--- Given records ---

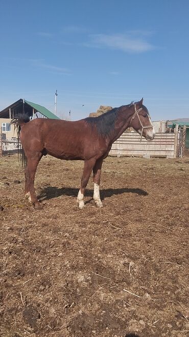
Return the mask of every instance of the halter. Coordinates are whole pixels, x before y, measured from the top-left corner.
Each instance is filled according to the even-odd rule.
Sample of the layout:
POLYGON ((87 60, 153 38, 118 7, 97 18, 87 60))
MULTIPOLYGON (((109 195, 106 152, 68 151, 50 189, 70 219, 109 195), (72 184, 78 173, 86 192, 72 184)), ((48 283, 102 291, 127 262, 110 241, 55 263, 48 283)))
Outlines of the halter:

---

• Task brief
Copy the text of the records above word for word, leaving out the pictures.

• Final result
Return the mask of every instance of the halter. Coordinates are whole pixels, x before y, measured from the top-left corner.
Each instance is filled according to the even-odd rule.
Sample of the layout:
POLYGON ((87 60, 153 38, 118 7, 97 18, 87 60))
MULTIPOLYGON (((109 195, 106 152, 68 151, 50 189, 70 219, 109 195), (72 184, 78 173, 86 192, 72 184)), ((48 283, 102 291, 127 262, 110 241, 55 263, 48 283)))
Outlines of the halter:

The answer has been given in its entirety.